### Excerpt provided:
<<<<

Eventually, a company I worked with gave me a class in CAD. There were no public schools offering classes. After getting fired from that job I BSed my way into a CAD job where I didnt even know how to turn the computer on. In this job we worked 12 hour shifts. I would leave and someone else would take over. We were all supportive of each other, sharing knowledge, teaching each other. That is the important part to this, sharing technology.
We were moved as a group 20 miles north where we were supposed to receive our input from the women and Asians working on the mainframe CAD computers to do our drawings. We kicked ass and the desktop computer became king. We were after all, designers and engineers before computers came along.
In the early 90s, I couldnt find anyone interested in the internet, no one at the computer swap meets and no one in computer clubs. Eventually I found someone giving away free classes.
With all the obstacles in our way, all the major players as portrayed in this article. For some reason they were all trying to stifle our yearn for learning. It will not be the major players in this game. It will not be NASA, Germany, Boeing, Siemens, General Electric, Samsung, Canon and Daimler. It will be the hackers, people with a thirst for learning. It is the hackers with open source projects that are making this a viable new opportunity.

>>>>

### Work to complete:
• 1. Copy word for word everything in the account of learning CAD from "In the early" down to "away free classes.".
• 2. Write the next part of the account of learning CAD and the internet, starting right after its last sentence.

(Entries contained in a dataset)
<<<<

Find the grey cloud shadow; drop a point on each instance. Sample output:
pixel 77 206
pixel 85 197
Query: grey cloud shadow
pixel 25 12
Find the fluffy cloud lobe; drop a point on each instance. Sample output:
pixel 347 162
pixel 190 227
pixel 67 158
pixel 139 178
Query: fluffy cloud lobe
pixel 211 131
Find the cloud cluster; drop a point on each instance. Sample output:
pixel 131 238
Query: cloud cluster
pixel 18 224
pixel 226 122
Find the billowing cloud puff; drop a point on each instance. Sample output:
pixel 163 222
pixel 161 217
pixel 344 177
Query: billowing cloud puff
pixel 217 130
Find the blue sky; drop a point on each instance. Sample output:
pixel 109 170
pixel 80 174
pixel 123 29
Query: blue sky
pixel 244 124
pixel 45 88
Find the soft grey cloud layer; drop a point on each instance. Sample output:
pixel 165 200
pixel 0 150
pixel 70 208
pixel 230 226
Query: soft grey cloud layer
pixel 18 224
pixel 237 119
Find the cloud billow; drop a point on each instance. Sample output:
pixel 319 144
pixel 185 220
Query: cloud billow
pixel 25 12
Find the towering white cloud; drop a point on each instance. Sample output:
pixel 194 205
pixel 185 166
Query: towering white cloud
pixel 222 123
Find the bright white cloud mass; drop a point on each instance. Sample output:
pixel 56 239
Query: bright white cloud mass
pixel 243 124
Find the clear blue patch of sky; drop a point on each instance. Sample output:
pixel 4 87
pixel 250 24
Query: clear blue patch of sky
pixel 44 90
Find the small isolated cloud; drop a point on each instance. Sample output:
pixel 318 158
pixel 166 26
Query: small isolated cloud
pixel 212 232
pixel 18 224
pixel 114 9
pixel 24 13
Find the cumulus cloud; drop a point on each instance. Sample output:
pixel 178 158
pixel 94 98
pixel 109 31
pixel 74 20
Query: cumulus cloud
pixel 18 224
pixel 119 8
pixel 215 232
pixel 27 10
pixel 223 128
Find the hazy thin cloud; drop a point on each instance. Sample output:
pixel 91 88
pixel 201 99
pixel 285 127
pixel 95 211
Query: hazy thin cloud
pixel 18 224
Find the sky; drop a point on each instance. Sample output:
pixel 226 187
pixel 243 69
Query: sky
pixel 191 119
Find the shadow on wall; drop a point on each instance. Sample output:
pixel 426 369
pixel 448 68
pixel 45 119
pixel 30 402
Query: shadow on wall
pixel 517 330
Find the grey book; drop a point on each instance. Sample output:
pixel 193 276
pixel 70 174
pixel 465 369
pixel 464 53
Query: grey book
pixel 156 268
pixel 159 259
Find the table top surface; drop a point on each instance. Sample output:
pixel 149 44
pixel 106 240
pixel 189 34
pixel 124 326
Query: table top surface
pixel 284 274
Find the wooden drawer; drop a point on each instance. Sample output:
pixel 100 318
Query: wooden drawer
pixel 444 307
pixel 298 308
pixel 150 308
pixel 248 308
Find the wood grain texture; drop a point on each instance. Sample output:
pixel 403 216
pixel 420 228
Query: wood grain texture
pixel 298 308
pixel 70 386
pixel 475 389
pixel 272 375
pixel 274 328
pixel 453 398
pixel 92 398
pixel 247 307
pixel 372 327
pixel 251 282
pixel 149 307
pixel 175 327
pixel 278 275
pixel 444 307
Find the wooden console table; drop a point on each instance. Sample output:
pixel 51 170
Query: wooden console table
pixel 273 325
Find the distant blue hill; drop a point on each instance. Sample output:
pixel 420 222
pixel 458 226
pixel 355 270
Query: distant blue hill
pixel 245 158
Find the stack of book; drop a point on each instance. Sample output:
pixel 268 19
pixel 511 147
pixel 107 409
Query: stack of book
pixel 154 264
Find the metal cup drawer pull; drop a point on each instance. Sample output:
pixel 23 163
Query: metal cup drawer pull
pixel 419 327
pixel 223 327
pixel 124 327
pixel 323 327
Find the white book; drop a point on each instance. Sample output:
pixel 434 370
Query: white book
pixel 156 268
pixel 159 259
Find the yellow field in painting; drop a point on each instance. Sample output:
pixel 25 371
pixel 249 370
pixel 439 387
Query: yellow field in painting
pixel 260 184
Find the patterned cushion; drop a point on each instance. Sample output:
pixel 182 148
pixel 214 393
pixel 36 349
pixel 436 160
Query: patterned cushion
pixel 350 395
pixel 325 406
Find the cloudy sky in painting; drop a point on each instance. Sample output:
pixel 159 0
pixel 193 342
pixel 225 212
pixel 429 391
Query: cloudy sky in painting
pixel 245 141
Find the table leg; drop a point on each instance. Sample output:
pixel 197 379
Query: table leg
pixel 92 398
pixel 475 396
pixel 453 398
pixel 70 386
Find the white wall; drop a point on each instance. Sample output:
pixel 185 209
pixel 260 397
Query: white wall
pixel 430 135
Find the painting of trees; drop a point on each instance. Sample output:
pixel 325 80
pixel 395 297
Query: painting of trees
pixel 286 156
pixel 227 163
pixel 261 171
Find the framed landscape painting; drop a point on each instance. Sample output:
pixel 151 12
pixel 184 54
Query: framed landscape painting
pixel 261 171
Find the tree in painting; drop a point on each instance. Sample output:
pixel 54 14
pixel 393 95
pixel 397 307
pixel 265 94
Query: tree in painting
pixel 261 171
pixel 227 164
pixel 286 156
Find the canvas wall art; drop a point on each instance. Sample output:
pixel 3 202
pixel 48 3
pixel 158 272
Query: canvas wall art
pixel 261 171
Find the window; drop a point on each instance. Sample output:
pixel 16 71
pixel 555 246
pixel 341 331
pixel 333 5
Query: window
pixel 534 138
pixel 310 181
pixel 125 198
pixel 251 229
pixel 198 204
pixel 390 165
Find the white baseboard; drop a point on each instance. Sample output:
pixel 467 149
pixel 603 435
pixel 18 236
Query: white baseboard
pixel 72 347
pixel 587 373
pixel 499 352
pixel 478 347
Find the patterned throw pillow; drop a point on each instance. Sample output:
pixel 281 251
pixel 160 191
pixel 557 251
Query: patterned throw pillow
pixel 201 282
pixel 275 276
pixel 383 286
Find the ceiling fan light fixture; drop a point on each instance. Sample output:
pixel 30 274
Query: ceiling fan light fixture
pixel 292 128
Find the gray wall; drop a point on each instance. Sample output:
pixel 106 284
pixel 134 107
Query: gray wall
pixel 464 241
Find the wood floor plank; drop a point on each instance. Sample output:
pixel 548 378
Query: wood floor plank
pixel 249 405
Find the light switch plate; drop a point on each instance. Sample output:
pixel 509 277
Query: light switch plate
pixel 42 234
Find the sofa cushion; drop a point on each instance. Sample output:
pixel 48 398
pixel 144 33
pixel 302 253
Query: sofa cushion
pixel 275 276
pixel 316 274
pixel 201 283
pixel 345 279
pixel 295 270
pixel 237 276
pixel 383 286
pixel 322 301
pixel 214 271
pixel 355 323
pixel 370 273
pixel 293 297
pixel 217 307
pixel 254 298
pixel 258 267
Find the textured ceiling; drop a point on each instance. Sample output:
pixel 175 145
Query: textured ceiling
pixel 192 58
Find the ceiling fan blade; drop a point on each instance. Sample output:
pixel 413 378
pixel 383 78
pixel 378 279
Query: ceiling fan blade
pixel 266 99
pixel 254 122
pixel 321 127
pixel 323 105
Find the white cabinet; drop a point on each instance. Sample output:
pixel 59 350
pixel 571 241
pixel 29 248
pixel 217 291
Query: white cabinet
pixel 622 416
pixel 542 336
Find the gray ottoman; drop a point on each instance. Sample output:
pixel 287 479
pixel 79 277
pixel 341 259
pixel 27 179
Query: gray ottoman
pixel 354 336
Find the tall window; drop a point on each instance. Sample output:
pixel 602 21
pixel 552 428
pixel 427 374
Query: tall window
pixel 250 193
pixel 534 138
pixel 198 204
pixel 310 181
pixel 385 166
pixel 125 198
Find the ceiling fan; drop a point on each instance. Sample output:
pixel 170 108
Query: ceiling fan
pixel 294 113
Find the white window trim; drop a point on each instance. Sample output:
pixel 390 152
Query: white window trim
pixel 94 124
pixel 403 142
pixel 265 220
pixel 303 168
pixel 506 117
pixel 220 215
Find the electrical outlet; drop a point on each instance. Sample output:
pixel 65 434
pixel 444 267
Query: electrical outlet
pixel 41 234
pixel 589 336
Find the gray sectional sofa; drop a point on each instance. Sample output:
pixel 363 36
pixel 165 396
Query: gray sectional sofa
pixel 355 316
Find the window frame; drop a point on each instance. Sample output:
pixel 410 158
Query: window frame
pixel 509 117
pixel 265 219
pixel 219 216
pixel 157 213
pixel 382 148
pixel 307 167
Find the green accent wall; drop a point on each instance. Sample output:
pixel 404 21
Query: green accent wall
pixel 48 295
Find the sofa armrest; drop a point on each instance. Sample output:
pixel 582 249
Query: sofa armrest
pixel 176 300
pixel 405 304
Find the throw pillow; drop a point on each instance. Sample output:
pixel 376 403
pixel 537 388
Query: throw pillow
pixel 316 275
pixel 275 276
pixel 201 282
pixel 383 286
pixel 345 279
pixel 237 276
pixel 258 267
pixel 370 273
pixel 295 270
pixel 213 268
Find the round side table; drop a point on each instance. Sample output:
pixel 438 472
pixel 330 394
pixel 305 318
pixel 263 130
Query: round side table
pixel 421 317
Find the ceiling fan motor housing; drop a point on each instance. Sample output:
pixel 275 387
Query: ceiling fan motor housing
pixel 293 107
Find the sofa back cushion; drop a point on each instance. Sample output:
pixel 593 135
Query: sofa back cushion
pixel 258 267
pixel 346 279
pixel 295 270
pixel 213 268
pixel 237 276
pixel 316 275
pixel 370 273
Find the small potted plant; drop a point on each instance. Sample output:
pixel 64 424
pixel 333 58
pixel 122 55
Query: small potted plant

>>>>

### Answers to the tasks:
• 1.
In the early 90s, I couldnt find anyone interested in the internet, no one at the computer swap meets and no one in computer clubs. Eventually I found someone giving away free classes.

• 2.
The new kids on the block with their college degrees will be protecting their intellect while us hackers will be sharing and growing. Most of the files, the parts to be printed, used for 3D printing are still free on the internet. The plans for building the 3D printers are open source. You can buy the circuit boards from people that build them using open source specs. The software is open source. Even Autocad, a company that gained dominance in the CAD industry because we could bootleg their software, is giving away their 3D software for free, like 123D Design. How cool would it be to have a family portrait in the form of a bronze statuette? Or that of a pet?
Last weekend I visited Deezmaker in Pasadena just to see these 3D printers. Im sold. There will be one in everyones home. They are no larger than a regular printer and they dont smell as I had thought they would. These printers were all busily printing, so I asked the guy what he was printing. He said more printers.
Everyone will have a 3D printer in their home. It will be limited to plastic parts, but printshops will open up where you can print that statuette in bronze or a new tail light for 5 dollars. The tax man and those guys in China will be ticked.
Ill be buying one next month for $500 from Solidoodle and it is a two month waiting period. At Deezmaker, he had a two head unit that could print in two colors for $1200.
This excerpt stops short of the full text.